··· Selection ···
Quantization package for KerasV3

These details have been verified by PyPI

Project links

GitHub Statistics

Maintainers

makoeppel

These details have not been verified by PyPI

Project links

Homepage

License
- OSI Approved :: Apache Software License
Operating System
- OS Independent
Programming Language
- Python :: 3

Project description

QKerasV3: Quantized Deep Learning for Keras 3

Installation

pip install qkeras-v3

Introduction

QKeras is a quantization extension to Keras that provides drop-in replacement for some of the Keras layers, especially the ones that creates parameters and activation layers, and perform arithmetic operations, so that we can quickly create a deep quantized version of Keras network.

According to Tensorflow documentation, Keras is a high-level API to build and train deep learning models. It's used for fast prototyping, advanced research, and production, with three key advantages:

User friendly

Keras has a simple, consistent interface optimized for common use cases. It provides clear and actionable feedback for user errors.

Modular and composable

Keras models are made by connecting configurable building blocks together, with few restrictions.

Easy to extend

Write custom building blocks to express new ideas for research. Create new layers, loss functions, and develop state-of-the-art models.
···
**Written instruction A**
Print out the QKerasV3 package page above in full, with every line unchanged.
··· Supplied data ···
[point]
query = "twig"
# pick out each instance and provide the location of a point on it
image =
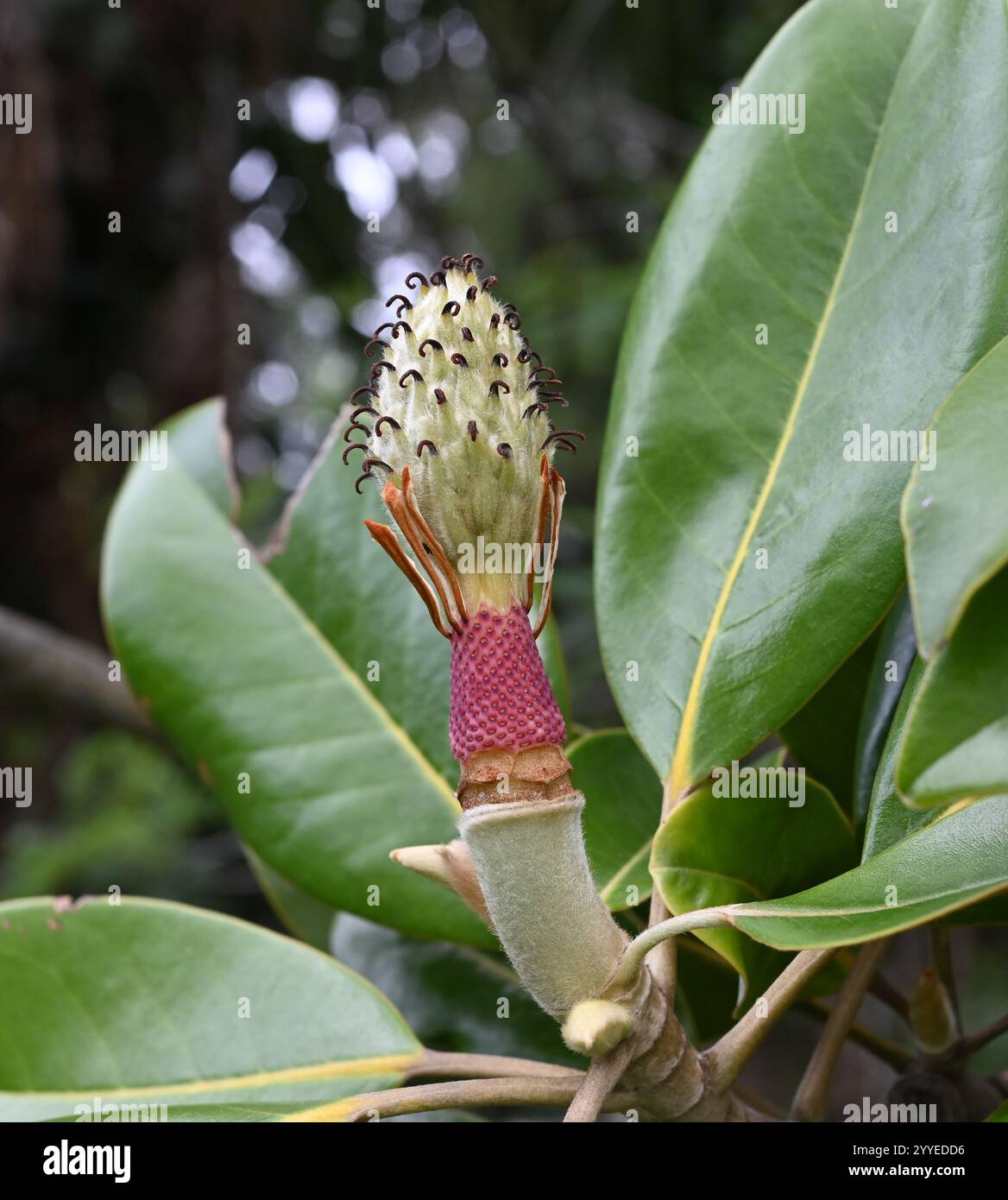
···
··· Supplied data ···
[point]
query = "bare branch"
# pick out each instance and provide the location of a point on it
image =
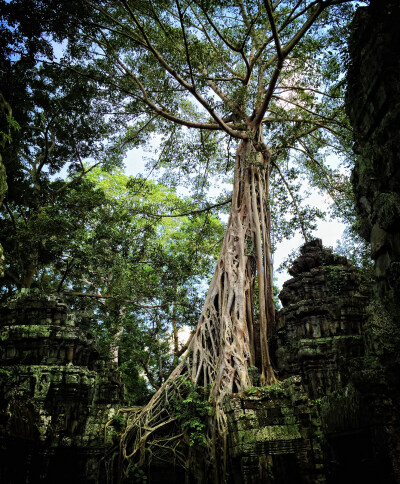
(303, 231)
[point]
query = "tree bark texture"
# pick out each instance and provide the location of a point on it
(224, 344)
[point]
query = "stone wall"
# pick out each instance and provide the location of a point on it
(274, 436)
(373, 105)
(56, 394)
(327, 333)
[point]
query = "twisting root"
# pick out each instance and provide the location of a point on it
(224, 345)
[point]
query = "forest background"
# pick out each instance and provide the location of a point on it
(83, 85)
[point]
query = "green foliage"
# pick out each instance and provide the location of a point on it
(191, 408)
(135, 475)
···
**Written instruction B**
Return every line of the rows that contains the string "query". Case counts.

**Written answer A**
Quantization package for KerasV3

These details have been verified by PyPI

Project links

GitHub Statistics

Maintainers

makoeppel

These details have not been verified by PyPI

Project links

Homepage

License
- OSI Approved :: Apache Software License
Operating System
- OS Independent
Programming Language
- Python :: 3

Project description

QKerasV3: Quantized Deep Learning for Keras 3

Installation

pip install qkeras-v3

Introduction

QKeras is a quantization extension to Keras that provides drop-in replacement for some of the Keras layers, especially the ones that creates parameters and activation layers, and perform arithmetic operations, so that we can quickly create a deep quantized version of Keras network.

According to Tensorflow documentation, Keras is a high-level API to build and train deep learning models. It's used for fast prototyping, advanced research, and production, with three key advantages:

User friendly

Keras has a simple, consistent interface optimized for common use cases. It provides clear and actionable feedback for user errors.

Modular and composable

Keras models are made by connecting configurable building blocks together, with few restrictions.

Easy to extend

Write custom building blocks to express new ideas for research. Create new layers, loss functions, and develop state-of-the-art models.

**Written answer B**
query = "twig"
query = "bare branch"
query = "tree bark texture"
query = "stone wall"
query = "twisting root"
query = "forest background"
query = "green foliage"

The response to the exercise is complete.